# Die Aufgabe
Schreiben Sie aus der Zeugenaussage alles von „Das Meldungsorgan G“ bis hinunter zu „er nicht mehr.“ wortgetreu ab.

# Dokumentauszug
■ ■ ■ ■ ■ ■ ■

Das Meldungsorgan G sagte zeugenschaftlich aus, dass er sich an die konkrete Kontrolle nicht mehr erinnern könne. Auf dem von ihm von der A eingeholten Auszug sei seine damalige handschriftliche Notiz "mit Klebestreifen angeklebt" vermerkt. Es habe damals solche Fälle gegeben, wo die Vignetten mit Klebestreifen befestigt worden seien. Ob dies auch beim gegenständlichen Fahrzeug der Fall gewesen sei, wisse er nicht mehr.

■ ■ ■ ■ ■ ■ ■

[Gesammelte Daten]

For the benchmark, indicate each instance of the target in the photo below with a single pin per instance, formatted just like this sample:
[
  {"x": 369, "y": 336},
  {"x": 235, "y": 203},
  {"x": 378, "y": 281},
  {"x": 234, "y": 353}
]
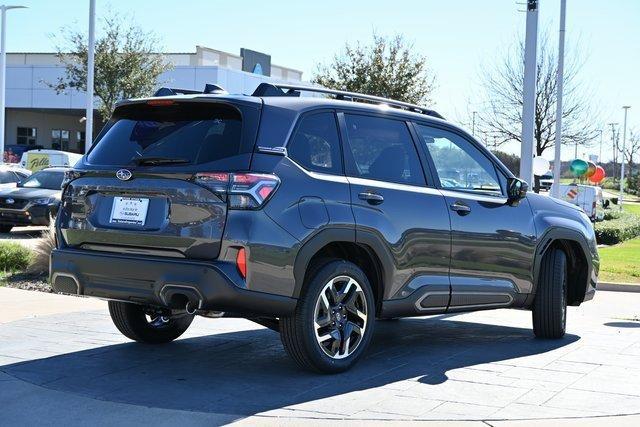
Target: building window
[
  {"x": 27, "y": 136},
  {"x": 80, "y": 137},
  {"x": 60, "y": 139}
]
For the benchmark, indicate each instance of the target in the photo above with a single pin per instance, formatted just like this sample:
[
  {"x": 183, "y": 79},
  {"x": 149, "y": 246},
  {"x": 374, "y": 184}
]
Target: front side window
[
  {"x": 459, "y": 164},
  {"x": 316, "y": 146},
  {"x": 382, "y": 149}
]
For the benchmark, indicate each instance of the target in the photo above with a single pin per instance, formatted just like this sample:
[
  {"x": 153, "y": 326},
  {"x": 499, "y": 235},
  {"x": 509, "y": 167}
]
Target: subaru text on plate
[{"x": 311, "y": 216}]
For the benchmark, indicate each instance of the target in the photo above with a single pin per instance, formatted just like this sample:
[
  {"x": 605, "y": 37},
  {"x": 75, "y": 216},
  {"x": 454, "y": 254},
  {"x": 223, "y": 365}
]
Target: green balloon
[{"x": 578, "y": 167}]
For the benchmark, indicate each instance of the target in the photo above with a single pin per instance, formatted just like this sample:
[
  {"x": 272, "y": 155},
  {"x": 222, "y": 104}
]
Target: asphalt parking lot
[{"x": 66, "y": 367}]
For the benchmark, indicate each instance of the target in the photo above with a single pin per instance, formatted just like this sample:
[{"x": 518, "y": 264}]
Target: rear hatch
[{"x": 136, "y": 191}]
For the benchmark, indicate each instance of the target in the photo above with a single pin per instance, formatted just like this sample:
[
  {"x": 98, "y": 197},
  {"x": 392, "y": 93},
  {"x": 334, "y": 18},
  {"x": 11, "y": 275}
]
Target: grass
[
  {"x": 621, "y": 263},
  {"x": 633, "y": 208}
]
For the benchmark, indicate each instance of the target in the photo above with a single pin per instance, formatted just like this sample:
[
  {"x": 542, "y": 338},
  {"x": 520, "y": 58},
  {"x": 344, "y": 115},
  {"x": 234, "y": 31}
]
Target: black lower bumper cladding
[{"x": 160, "y": 282}]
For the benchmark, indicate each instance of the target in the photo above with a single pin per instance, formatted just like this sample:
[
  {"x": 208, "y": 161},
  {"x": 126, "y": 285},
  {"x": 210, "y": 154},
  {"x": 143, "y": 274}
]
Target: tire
[
  {"x": 334, "y": 285},
  {"x": 550, "y": 303},
  {"x": 132, "y": 320}
]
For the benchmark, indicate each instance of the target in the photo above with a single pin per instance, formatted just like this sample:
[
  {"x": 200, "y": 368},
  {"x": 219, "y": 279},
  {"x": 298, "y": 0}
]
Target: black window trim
[
  {"x": 483, "y": 150},
  {"x": 426, "y": 174},
  {"x": 294, "y": 129}
]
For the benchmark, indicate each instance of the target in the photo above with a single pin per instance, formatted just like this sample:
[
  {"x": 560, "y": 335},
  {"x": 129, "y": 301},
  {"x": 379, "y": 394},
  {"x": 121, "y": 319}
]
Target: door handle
[
  {"x": 460, "y": 208},
  {"x": 371, "y": 198}
]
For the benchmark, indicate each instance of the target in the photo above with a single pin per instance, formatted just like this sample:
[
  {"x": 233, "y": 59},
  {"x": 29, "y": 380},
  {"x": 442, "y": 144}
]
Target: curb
[{"x": 618, "y": 287}]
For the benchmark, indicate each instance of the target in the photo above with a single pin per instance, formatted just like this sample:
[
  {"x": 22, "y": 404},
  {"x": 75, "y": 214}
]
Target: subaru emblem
[{"x": 124, "y": 174}]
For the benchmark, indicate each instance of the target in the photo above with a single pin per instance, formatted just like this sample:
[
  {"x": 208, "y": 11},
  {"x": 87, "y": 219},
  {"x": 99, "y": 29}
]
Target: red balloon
[{"x": 598, "y": 175}]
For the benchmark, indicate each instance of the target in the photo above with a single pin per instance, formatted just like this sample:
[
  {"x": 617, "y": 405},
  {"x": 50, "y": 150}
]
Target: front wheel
[
  {"x": 333, "y": 322},
  {"x": 140, "y": 324},
  {"x": 550, "y": 303}
]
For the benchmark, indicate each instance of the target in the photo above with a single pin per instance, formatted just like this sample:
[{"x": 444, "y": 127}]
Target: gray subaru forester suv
[{"x": 313, "y": 216}]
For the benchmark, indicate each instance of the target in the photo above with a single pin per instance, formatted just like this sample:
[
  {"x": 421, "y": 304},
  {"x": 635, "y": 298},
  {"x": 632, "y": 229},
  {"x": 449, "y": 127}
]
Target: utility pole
[
  {"x": 559, "y": 84},
  {"x": 88, "y": 130},
  {"x": 3, "y": 73},
  {"x": 624, "y": 141},
  {"x": 529, "y": 91}
]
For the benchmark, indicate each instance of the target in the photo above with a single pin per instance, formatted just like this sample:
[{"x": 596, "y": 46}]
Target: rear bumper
[
  {"x": 33, "y": 215},
  {"x": 154, "y": 280}
]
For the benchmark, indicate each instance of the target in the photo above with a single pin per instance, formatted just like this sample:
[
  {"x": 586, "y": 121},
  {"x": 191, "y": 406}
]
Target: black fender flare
[
  {"x": 546, "y": 240},
  {"x": 369, "y": 240}
]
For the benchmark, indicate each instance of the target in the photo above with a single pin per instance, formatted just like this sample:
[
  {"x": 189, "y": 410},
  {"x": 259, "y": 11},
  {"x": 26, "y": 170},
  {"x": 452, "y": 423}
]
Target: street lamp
[
  {"x": 529, "y": 92},
  {"x": 3, "y": 72},
  {"x": 624, "y": 140}
]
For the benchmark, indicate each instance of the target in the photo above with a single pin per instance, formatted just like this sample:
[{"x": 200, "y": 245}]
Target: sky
[{"x": 459, "y": 39}]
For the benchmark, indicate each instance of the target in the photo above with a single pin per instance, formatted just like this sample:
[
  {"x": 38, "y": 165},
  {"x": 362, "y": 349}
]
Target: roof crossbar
[{"x": 277, "y": 89}]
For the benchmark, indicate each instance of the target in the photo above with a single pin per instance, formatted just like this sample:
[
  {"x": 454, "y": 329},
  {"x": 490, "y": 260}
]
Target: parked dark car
[
  {"x": 33, "y": 201},
  {"x": 311, "y": 216}
]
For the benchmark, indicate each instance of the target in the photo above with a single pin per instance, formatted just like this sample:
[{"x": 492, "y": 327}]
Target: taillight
[{"x": 243, "y": 190}]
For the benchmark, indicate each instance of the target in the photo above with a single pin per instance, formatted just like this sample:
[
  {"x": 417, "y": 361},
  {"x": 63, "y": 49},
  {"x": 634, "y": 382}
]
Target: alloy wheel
[{"x": 340, "y": 317}]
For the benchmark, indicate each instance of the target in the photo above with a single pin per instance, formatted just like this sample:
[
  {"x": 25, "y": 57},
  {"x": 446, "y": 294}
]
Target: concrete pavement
[{"x": 71, "y": 366}]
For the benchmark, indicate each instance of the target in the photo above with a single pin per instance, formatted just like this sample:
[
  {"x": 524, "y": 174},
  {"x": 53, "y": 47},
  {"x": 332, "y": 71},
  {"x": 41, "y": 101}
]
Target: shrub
[
  {"x": 13, "y": 256},
  {"x": 39, "y": 264},
  {"x": 626, "y": 226}
]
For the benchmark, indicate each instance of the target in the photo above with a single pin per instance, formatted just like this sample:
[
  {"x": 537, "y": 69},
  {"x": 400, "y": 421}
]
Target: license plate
[{"x": 129, "y": 210}]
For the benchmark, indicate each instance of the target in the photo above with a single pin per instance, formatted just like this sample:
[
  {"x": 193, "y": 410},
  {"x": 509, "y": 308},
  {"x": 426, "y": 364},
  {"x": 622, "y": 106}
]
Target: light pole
[
  {"x": 529, "y": 90},
  {"x": 3, "y": 73},
  {"x": 88, "y": 130},
  {"x": 624, "y": 141},
  {"x": 613, "y": 151},
  {"x": 559, "y": 85},
  {"x": 600, "y": 155},
  {"x": 473, "y": 124}
]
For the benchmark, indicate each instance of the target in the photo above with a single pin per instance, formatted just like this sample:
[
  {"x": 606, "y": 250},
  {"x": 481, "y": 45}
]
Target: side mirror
[{"x": 516, "y": 189}]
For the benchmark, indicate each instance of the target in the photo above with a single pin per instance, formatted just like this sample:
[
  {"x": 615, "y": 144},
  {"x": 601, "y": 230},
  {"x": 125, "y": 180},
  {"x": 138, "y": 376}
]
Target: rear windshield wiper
[{"x": 158, "y": 161}]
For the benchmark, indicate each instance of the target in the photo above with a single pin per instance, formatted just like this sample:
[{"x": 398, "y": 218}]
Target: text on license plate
[{"x": 129, "y": 210}]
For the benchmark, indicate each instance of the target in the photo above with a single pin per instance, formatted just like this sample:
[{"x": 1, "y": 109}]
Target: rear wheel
[
  {"x": 333, "y": 322},
  {"x": 140, "y": 324},
  {"x": 550, "y": 303}
]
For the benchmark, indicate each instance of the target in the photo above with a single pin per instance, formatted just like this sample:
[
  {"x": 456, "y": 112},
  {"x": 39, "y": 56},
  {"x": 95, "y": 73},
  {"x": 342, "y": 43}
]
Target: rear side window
[
  {"x": 315, "y": 145},
  {"x": 190, "y": 133},
  {"x": 383, "y": 150}
]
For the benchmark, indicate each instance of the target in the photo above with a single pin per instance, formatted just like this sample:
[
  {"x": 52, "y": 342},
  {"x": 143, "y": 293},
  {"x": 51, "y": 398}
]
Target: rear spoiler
[{"x": 209, "y": 89}]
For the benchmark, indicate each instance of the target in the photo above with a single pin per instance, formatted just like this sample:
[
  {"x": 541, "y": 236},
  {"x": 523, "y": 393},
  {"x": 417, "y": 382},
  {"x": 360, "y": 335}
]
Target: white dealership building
[{"x": 37, "y": 115}]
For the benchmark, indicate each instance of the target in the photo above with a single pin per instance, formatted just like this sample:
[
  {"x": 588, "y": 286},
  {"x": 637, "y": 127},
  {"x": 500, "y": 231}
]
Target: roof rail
[
  {"x": 277, "y": 89},
  {"x": 208, "y": 89}
]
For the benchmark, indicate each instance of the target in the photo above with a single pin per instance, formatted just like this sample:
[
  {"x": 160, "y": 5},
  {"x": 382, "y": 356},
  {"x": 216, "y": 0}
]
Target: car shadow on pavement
[{"x": 248, "y": 372}]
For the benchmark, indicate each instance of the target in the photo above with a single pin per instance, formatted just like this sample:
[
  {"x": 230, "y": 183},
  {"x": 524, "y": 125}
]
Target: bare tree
[
  {"x": 388, "y": 67},
  {"x": 503, "y": 83},
  {"x": 127, "y": 63}
]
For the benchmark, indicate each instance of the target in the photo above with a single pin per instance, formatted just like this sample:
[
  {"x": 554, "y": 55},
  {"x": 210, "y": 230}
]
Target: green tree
[
  {"x": 127, "y": 63},
  {"x": 387, "y": 67}
]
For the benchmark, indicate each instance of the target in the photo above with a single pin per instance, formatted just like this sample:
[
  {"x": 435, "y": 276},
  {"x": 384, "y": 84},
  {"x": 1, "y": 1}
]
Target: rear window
[{"x": 188, "y": 133}]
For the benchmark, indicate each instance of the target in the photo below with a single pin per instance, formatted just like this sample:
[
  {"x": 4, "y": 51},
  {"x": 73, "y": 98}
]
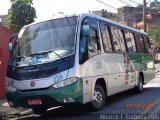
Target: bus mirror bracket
[{"x": 86, "y": 30}]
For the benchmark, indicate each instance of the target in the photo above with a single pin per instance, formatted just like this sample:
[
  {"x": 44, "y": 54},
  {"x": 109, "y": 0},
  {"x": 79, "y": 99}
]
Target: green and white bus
[{"x": 76, "y": 59}]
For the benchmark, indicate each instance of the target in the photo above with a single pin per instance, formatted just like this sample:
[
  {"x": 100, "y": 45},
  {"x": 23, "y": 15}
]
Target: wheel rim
[{"x": 98, "y": 99}]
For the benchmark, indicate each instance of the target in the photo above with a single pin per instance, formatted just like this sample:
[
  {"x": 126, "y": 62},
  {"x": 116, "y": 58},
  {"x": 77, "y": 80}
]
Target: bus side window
[
  {"x": 140, "y": 44},
  {"x": 93, "y": 43},
  {"x": 130, "y": 42},
  {"x": 118, "y": 39},
  {"x": 147, "y": 44},
  {"x": 105, "y": 38}
]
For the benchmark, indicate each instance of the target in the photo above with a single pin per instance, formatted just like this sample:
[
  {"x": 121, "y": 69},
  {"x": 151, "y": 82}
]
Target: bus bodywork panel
[{"x": 50, "y": 96}]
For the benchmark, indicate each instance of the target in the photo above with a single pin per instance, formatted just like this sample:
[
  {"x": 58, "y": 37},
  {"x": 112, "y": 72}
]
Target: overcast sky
[{"x": 47, "y": 8}]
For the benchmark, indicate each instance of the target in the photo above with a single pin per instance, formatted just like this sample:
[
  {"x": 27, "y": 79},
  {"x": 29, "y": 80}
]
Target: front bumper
[{"x": 50, "y": 97}]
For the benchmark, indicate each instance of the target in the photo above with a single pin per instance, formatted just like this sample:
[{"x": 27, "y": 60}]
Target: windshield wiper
[
  {"x": 45, "y": 52},
  {"x": 25, "y": 58}
]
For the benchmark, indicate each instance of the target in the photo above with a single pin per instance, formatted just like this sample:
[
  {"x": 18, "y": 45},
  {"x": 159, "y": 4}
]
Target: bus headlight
[
  {"x": 65, "y": 82},
  {"x": 10, "y": 89}
]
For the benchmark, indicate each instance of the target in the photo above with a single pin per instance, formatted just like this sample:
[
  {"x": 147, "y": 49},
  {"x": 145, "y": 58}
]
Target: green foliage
[
  {"x": 154, "y": 34},
  {"x": 21, "y": 13}
]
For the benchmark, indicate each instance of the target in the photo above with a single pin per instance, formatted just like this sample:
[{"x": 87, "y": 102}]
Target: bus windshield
[{"x": 45, "y": 42}]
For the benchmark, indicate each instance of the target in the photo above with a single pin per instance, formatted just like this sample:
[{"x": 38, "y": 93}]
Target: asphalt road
[{"x": 126, "y": 105}]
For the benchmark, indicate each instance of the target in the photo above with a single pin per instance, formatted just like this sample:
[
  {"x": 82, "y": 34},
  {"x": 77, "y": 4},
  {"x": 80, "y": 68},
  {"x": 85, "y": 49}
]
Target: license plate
[{"x": 34, "y": 102}]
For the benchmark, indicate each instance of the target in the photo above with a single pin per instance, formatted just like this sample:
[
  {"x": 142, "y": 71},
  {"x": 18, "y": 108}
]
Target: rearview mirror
[
  {"x": 10, "y": 47},
  {"x": 86, "y": 30}
]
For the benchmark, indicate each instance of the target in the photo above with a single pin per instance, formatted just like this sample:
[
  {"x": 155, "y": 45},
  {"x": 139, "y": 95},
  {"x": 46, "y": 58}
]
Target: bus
[{"x": 76, "y": 59}]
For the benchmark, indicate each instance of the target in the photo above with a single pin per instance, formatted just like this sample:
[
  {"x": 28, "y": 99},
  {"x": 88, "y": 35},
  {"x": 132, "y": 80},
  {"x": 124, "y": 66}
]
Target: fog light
[{"x": 68, "y": 100}]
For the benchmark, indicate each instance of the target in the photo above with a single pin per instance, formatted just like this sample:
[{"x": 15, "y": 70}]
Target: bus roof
[{"x": 82, "y": 15}]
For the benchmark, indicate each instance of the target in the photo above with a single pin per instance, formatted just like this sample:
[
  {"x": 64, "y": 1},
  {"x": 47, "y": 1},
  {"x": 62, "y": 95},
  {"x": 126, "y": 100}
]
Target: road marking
[{"x": 148, "y": 109}]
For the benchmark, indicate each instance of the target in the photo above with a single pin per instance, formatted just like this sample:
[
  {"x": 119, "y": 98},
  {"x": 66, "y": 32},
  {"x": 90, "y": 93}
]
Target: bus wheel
[
  {"x": 98, "y": 98},
  {"x": 139, "y": 87},
  {"x": 40, "y": 111}
]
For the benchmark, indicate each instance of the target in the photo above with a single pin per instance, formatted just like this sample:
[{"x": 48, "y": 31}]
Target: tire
[
  {"x": 40, "y": 111},
  {"x": 99, "y": 98},
  {"x": 139, "y": 87}
]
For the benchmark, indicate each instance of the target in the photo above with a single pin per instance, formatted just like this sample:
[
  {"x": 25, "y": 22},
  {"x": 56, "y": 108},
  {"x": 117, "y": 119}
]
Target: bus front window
[{"x": 45, "y": 42}]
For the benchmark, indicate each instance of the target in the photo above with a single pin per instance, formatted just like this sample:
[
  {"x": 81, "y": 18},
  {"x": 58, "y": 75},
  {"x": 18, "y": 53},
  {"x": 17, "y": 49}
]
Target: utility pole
[{"x": 144, "y": 15}]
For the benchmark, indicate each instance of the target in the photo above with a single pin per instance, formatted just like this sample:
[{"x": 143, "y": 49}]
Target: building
[
  {"x": 5, "y": 34},
  {"x": 153, "y": 21},
  {"x": 105, "y": 14},
  {"x": 4, "y": 20}
]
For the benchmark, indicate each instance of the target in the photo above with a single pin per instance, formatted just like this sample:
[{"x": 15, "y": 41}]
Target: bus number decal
[{"x": 57, "y": 78}]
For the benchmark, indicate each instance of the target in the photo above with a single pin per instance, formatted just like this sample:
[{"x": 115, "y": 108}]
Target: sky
[{"x": 48, "y": 8}]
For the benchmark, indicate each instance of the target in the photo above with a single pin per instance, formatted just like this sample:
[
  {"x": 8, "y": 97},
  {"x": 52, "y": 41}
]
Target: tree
[
  {"x": 154, "y": 34},
  {"x": 21, "y": 13}
]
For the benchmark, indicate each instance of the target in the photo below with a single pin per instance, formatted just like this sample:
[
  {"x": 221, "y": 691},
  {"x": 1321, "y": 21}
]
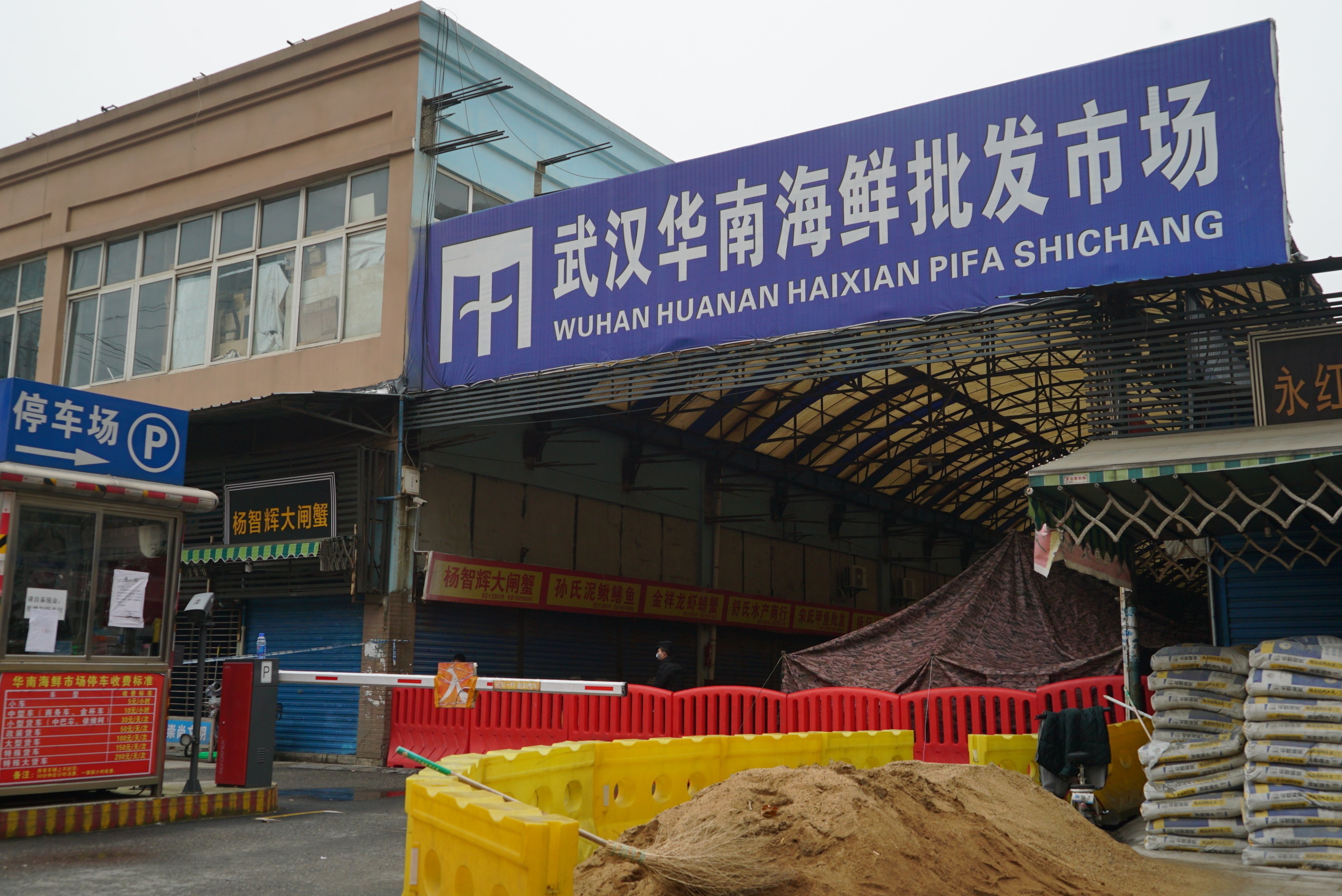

■ ■ ■ ■ ■ ■ ■

# Ergebnis der Übung
Das Meldungsorgan G sagte zeugenschaftlich aus, dass er sich an die konkrete Kontrolle nicht mehr erinnern könne. Auf dem von ihm von der A eingeholten Auszug sei seine damalige handschriftliche Notiz "mit Klebestreifen angeklebt" vermerkt. Es habe damals solche Fälle gegeben, wo die Vignetten mit Klebestreifen befestigt worden seien. Ob dies auch beim gegenständlichen Fahrzeug der Fall gewesen sei, wisse er nicht mehr.